There are many differences between men and women, but according to my stepdad Peter, one of the most reliable of them has to do with how we slice bread. He pointed this out to me while we were in my kitchen a few months back and I stood with a loaf of bread before me that was decidedly lopsided.
“I take it you have something to do with that?” he asked in his mild Australian accent.
I turned with the smile I only reserve for Peter because I just love him so much.
“Maybe as in indeed?”
“Mayhaps as in yes?”
I bowed my head in mock shame.
“Mayhaps as in yes.”
I don’t know what it is, but for some reason I cannot slice a loaf of bread straight. I start out with the best intentions, positioning the knife at a right angle to the top of the loaf. I start slicing, back, forth, back, forth and then halfway through it all turns to pot: something happens and the knife starts angling inward. The result is a slice of bread that looks like a ramp and a loaf that, as Peter pointed out, looks like a doorstop.
Apparently, I come by this honestly. According to Peter, women the world over have this trouble and, boy, my husband is happy enough to back him on this. Peter has gone so far as to take the knife out of my mom’s hand, so fearful was he in watching her cut a bagel in half. And I’ll, in turn, back my mom on that point: Bagels are tricky when it comes to getting those halves symmetrical. Always, mine are uneven so one half is too big for the toaster slot and it touches the red coils and gets black on the edges. Then the other side is too thin so it gets overly toasted and hard so when I bite into it it scrapes the roof of my mouth.
I suppose, if we were really to drill down, Peter would argue that women aren’t as handy with knives as men are. Why that would be I’m not sure, as my little brother Matthew and I both spent a good amount of time whittling sticks around the campfire when we were kids. Matthew actually got obsessed with pocketknives and accrued quite a collection, including what he called a Rambo knife whose handle boasted a compass at the bottom that could be screwed off to reveal a cache of waterproof matches.

_ _ _ _ _

# Exercise A
In the essay on slicing bread, what does Peter say the narrator's lopsided loaf looks like?
# Exercise B
List every family member of the narrator who is mentioned in the essay on slicing bread.
# Exercise C
Rewrite everything in the essay on slicing bread from "Apparently, I come" down to "of my mouth.", replacing "toaster slot" with "toaster opening".

_ _ _ _ _

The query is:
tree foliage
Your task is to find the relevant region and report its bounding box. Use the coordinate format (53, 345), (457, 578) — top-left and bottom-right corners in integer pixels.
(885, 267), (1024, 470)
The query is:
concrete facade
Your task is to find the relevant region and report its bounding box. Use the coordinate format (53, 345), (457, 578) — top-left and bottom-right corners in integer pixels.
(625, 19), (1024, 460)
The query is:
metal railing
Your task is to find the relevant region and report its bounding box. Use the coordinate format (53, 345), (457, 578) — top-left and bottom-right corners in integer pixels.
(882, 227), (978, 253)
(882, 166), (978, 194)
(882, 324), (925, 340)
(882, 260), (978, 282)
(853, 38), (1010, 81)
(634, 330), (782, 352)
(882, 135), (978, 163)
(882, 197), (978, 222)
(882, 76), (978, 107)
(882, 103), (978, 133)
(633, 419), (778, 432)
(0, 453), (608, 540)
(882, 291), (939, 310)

_ _ _ _ _

# Output A
A doorstop.

# Output B
Stepdad Peter, husband, mom, little brother Matthew

# Output C
Apparently, I come by this honestly. According to Peter, women the world over have this trouble and, boy, my husband is happy enough to back him on this. Peter has gone so far as to take the knife out of my mom’s hand, so fearful was he in watching her cut a bagel in half. And I’ll, in turn, back my mom on that point: Bagels are tricky when it comes to getting those halves symmetrical. Always, mine are uneven so one half is too big for the toaster opening and it touches the red coils and gets black on the edges. Then the other side is too thin so it gets overly toasted and hard so when I bite into it it scrapes the roof of my mouth.